_SHORT EXERCISE:_ Collect every line in the data below that contains the word "roof".

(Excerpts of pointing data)
+-------+

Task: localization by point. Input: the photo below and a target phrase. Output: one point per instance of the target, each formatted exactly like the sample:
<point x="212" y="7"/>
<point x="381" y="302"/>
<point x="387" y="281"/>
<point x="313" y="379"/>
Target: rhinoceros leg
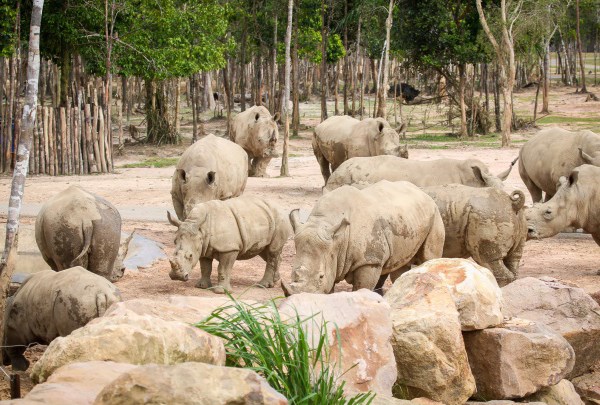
<point x="205" y="270"/>
<point x="226" y="261"/>
<point x="271" y="275"/>
<point x="366" y="277"/>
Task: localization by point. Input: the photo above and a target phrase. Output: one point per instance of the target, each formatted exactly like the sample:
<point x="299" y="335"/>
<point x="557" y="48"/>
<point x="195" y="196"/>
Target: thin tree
<point x="286" y="92"/>
<point x="505" y="55"/>
<point x="22" y="164"/>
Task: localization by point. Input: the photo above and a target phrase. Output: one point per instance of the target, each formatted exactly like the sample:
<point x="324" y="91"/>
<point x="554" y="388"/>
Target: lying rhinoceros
<point x="236" y="229"/>
<point x="362" y="171"/>
<point x="364" y="235"/>
<point x="552" y="153"/>
<point x="77" y="228"/>
<point x="340" y="138"/>
<point x="50" y="304"/>
<point x="211" y="169"/>
<point x="256" y="131"/>
<point x="484" y="223"/>
<point x="576" y="203"/>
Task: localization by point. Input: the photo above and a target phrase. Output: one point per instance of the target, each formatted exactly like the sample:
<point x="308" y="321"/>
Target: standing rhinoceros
<point x="340" y="138"/>
<point x="50" y="304"/>
<point x="256" y="131"/>
<point x="362" y="171"/>
<point x="211" y="169"/>
<point x="484" y="223"/>
<point x="236" y="229"/>
<point x="77" y="228"/>
<point x="576" y="203"/>
<point x="364" y="235"/>
<point x="552" y="153"/>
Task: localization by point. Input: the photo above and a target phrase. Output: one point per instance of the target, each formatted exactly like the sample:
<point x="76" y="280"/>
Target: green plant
<point x="256" y="337"/>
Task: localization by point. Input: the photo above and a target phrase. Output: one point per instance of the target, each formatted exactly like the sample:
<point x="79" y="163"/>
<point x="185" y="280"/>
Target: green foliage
<point x="256" y="337"/>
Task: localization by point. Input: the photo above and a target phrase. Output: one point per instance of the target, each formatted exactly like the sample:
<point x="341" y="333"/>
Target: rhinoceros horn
<point x="174" y="221"/>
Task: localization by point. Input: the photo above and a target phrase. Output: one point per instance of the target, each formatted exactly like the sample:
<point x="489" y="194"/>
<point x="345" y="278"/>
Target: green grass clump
<point x="153" y="162"/>
<point x="257" y="338"/>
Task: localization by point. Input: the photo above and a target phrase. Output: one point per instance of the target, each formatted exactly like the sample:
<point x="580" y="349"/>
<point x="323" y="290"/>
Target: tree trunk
<point x="22" y="163"/>
<point x="286" y="92"/>
<point x="579" y="50"/>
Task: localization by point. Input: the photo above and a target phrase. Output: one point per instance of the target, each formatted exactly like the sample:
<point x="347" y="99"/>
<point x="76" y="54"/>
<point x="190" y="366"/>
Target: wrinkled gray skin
<point x="576" y="203"/>
<point x="77" y="228"/>
<point x="486" y="224"/>
<point x="212" y="168"/>
<point x="236" y="229"/>
<point x="51" y="304"/>
<point x="340" y="138"/>
<point x="256" y="131"/>
<point x="362" y="236"/>
<point x="553" y="153"/>
<point x="362" y="171"/>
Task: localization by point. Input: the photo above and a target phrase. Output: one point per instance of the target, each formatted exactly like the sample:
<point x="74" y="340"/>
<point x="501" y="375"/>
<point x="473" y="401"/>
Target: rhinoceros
<point x="50" y="304"/>
<point x="362" y="236"/>
<point x="78" y="228"/>
<point x="236" y="229"/>
<point x="340" y="138"/>
<point x="486" y="224"/>
<point x="362" y="171"/>
<point x="576" y="203"/>
<point x="552" y="153"/>
<point x="256" y="131"/>
<point x="210" y="169"/>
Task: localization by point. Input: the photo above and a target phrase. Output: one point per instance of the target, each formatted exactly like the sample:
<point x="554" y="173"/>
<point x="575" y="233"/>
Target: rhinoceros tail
<point x="517" y="200"/>
<point x="87" y="241"/>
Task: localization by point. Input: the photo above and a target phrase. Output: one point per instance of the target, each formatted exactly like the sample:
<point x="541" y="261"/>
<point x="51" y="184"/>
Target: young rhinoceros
<point x="77" y="228"/>
<point x="576" y="203"/>
<point x="236" y="229"/>
<point x="484" y="223"/>
<point x="364" y="235"/>
<point x="51" y="304"/>
<point x="256" y="131"/>
<point x="211" y="169"/>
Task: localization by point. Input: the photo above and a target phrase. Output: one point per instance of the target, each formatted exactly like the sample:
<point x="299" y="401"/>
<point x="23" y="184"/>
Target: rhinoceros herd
<point x="380" y="213"/>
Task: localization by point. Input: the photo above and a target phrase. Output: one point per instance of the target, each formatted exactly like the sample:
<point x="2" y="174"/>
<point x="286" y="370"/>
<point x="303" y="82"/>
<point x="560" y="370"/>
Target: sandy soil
<point x="572" y="257"/>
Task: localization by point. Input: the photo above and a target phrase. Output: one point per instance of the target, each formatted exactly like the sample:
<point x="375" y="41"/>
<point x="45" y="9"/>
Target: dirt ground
<point x="572" y="257"/>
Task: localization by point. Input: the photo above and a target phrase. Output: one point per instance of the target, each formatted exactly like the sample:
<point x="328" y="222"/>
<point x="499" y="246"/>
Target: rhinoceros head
<point x="386" y="139"/>
<point x="547" y="219"/>
<point x="198" y="185"/>
<point x="188" y="245"/>
<point x="317" y="248"/>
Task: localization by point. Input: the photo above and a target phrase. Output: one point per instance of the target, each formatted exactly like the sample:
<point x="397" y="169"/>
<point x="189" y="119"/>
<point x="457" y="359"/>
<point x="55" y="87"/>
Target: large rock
<point x="77" y="383"/>
<point x="517" y="359"/>
<point x="131" y="339"/>
<point x="474" y="289"/>
<point x="562" y="393"/>
<point x="588" y="387"/>
<point x="427" y="340"/>
<point x="565" y="308"/>
<point x="364" y="329"/>
<point x="189" y="384"/>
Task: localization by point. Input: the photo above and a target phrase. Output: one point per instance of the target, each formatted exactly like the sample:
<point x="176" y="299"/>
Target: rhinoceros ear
<point x="211" y="177"/>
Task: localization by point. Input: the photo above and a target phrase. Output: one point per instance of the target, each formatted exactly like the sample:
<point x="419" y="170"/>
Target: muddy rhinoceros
<point x="576" y="203"/>
<point x="552" y="153"/>
<point x="236" y="229"/>
<point x="362" y="236"/>
<point x="256" y="131"/>
<point x="486" y="224"/>
<point x="211" y="169"/>
<point x="362" y="171"/>
<point x="340" y="138"/>
<point x="78" y="228"/>
<point x="51" y="304"/>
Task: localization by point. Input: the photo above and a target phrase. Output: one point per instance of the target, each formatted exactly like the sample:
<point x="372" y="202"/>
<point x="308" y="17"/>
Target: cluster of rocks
<point x="445" y="333"/>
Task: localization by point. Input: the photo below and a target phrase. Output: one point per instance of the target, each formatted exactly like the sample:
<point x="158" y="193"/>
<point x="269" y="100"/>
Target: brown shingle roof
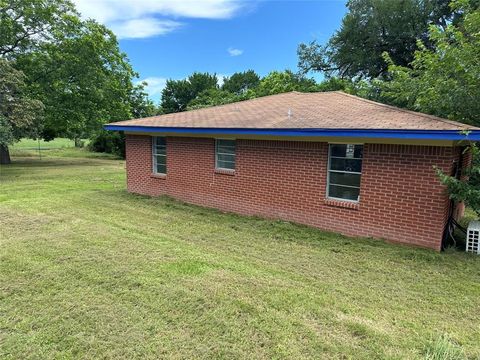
<point x="294" y="110"/>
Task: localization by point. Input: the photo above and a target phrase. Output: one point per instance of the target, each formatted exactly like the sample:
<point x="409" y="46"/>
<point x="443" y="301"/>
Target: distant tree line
<point x="61" y="76"/>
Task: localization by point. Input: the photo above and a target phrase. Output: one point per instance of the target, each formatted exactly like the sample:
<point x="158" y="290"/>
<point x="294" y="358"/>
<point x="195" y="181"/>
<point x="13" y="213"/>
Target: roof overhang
<point x="453" y="135"/>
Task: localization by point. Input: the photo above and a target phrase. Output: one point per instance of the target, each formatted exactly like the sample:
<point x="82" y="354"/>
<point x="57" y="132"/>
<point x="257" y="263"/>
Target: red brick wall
<point x="401" y="199"/>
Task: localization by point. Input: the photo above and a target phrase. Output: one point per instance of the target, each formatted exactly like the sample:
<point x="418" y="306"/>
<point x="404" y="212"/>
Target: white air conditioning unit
<point x="473" y="237"/>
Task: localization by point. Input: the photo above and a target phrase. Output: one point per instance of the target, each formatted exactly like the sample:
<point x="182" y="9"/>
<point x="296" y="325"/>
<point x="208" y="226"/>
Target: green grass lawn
<point x="90" y="271"/>
<point x="59" y="147"/>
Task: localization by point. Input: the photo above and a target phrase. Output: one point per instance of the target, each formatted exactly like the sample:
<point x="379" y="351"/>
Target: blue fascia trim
<point x="474" y="135"/>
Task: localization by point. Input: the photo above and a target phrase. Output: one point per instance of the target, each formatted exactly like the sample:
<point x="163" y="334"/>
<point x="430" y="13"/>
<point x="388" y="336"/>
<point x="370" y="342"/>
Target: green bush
<point x="111" y="142"/>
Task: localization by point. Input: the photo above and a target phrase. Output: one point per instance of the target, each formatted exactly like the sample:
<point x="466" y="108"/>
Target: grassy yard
<point x="90" y="271"/>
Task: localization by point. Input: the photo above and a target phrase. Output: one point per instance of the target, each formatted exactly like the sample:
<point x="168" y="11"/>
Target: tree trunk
<point x="4" y="155"/>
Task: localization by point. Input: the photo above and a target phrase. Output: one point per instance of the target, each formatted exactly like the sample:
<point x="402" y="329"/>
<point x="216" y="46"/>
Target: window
<point x="344" y="171"/>
<point x="225" y="154"/>
<point x="159" y="153"/>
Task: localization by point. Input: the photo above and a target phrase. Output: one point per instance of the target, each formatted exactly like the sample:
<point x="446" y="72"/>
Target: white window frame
<point x="154" y="155"/>
<point x="343" y="172"/>
<point x="217" y="153"/>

+-------+

_THE SOLUTION:_
Target: brown shingle roof
Target: roof overhang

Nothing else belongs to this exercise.